WHAT IS REQUIRED
Output only the line that contains "of the bedspread" and the lines after it, all verbatim, through the last one below.

[INFORMATION PROVIDED Boundary: Start]

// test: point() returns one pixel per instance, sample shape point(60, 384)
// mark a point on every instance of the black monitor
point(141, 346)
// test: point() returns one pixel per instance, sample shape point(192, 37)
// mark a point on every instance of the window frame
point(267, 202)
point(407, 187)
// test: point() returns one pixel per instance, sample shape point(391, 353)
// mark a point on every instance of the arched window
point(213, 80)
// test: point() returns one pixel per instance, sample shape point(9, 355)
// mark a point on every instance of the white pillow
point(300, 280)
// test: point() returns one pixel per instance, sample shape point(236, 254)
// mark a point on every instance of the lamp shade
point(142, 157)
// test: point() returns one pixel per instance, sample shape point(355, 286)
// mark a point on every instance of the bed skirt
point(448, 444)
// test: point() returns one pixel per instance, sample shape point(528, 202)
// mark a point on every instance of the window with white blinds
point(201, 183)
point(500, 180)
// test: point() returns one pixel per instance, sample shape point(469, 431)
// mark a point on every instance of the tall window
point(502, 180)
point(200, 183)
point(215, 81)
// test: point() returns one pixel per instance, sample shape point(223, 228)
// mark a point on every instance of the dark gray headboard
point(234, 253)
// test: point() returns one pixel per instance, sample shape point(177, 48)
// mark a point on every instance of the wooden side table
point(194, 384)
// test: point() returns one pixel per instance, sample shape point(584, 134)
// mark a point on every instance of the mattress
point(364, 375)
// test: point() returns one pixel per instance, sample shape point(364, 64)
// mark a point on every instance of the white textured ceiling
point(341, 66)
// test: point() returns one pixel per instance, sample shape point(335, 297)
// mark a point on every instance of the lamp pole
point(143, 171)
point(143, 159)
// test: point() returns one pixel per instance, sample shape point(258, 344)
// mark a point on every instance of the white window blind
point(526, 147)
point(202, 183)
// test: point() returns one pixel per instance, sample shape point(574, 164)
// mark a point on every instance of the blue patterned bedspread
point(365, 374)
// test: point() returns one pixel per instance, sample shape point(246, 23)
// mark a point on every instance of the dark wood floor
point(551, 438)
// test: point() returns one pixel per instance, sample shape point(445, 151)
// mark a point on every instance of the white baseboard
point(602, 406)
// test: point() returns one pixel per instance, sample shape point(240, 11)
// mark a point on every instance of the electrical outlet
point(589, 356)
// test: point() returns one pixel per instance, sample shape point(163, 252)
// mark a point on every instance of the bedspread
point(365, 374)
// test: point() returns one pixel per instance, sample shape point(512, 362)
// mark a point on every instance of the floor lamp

[INFORMATION PROVIDED Boundary: End]

ANSWER TO THIS EXERCISE
// mark a point on every instance of the bedspread
point(365, 374)
// test: point() returns one pixel per instance, sample shape point(512, 362)
// mark a point on every instance of the floor lamp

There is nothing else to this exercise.